Stored items
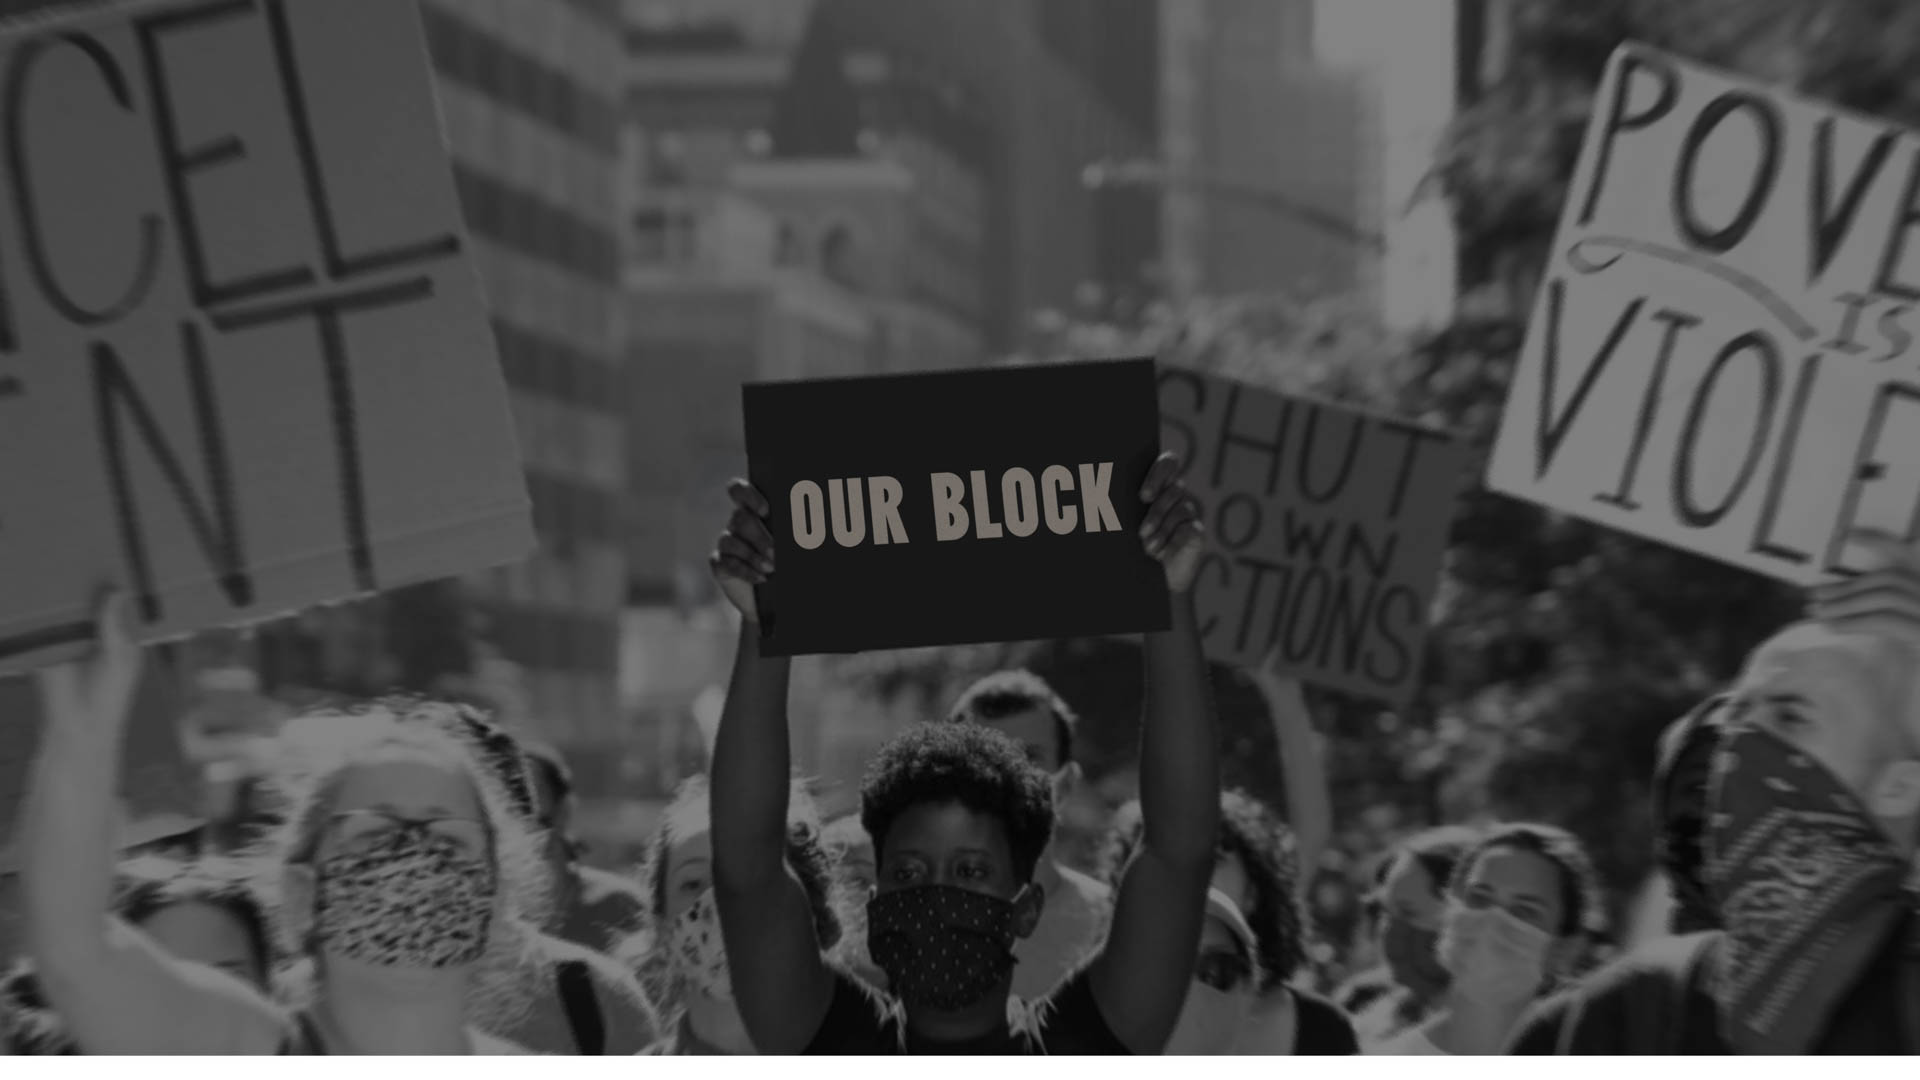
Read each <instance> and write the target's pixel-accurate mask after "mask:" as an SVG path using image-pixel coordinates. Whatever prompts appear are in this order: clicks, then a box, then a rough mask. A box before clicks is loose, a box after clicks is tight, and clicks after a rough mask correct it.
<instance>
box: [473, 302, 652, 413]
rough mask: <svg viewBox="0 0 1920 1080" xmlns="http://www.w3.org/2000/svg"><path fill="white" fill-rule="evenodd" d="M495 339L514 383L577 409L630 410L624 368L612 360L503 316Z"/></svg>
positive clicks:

### Brief
Please write out all the data again word for word, but not the pictures.

### Finished exercise
Read each <instance> and write the target's pixel-accurate mask after "mask:" as an SVG path using image-pixel coordinates. Whatever prompts appear are in this order: clicks, then a box, then a rough mask. A box before clicks is loose, a box after clicks is tight, and clicks after a rough mask correct it.
<instance>
box: [473, 302, 652, 413]
rough mask: <svg viewBox="0 0 1920 1080" xmlns="http://www.w3.org/2000/svg"><path fill="white" fill-rule="evenodd" d="M495 339L514 383L577 409L630 410L624 368L612 360L503 316Z"/></svg>
positive clicks:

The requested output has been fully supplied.